» **DOCUMENTO**
● ● ● ● ● ● ●

La narración de un ejemplo presenta gráficamente lo que se ha
expresado con la sentencia: la vida no se asegura con los bienes. El rico labrador revela su ideal de vida en
el diálogo que entabla consigo mismo: vivir es disfrutar de la vida: comer, beber y pasarlo bien; vivir
es disponer de una larga vida: para muchos años; vivir es tener una vida asegurada: ahora descansa
¡ética del bienestar! ¿Cómo puede alcanzarse este ideal de vida? Almacenaré:
hay que asegurar el porvenir. Varían las formas de esta seguridad. El labrador edifica graneros.
¿El moderno hombre de negocios…? La economía de este labrador no tiene otro sentido que el de
asegurar la propia vida.

● ● ● ● ● ● ●

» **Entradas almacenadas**

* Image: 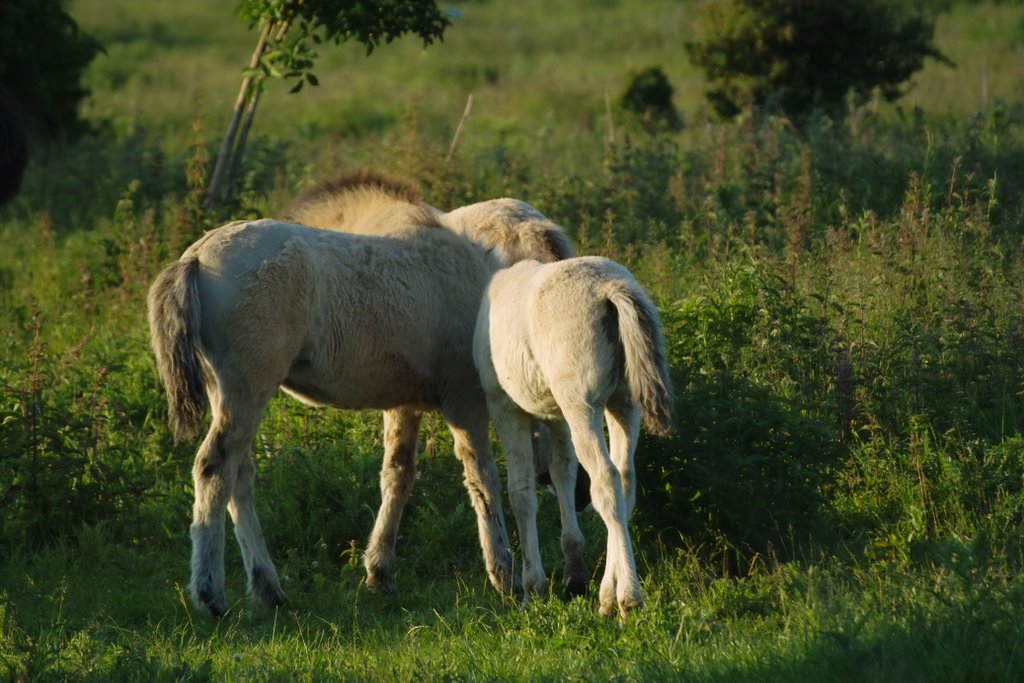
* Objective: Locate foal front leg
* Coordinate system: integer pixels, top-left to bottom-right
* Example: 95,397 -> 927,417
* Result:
362,408 -> 423,592
566,411 -> 643,616
487,403 -> 554,601
188,420 -> 237,617
227,452 -> 287,607
548,422 -> 587,597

● ● ● ● ● ● ●

» **EJERCICIOS PROPUESTOS**
A: Reescribe el pasaje del documento que va entre "La narración de" y "la propia vida.", ambos incluidos, cambiando "labrador" por "campesino".
B: Responde a estas preguntas según el documento:
(i) ¿Con qué no se asegura la vida, según la sentencia?
(ii) ¿Con quién entabla el diálogo el rico labrador?
(iii) ¿Qué edifica el labrador?

» **RESPUESTAS POR EJERCICIO**
A:
La narración de un ejemplo presenta gráficamente lo que se ha
expresado con la sentencia: la vida no se asegura con los bienes. El rico campesino revela su ideal de vida en
el diálogo que entabla consigo mismo: vivir es disfrutar de la vida: comer, beber y pasarlo bien; vivir
es disponer de una larga vida: para muchos años; vivir es tener una vida asegurada: ahora descansa
¡ética del bienestar! ¿Cómo puede alcanzarse este ideal de vida? Almacenaré:
hay que asegurar el porvenir. Varían las formas de esta seguridad. El campesino edifica graneros.
¿El moderno hombre de negocios…? La economía de este campesino no tiene otro sentido que el de
asegurar la propia vida.

B:
(i) Con los bienes.
(ii) Consigo mismo.
(iii) Graneros.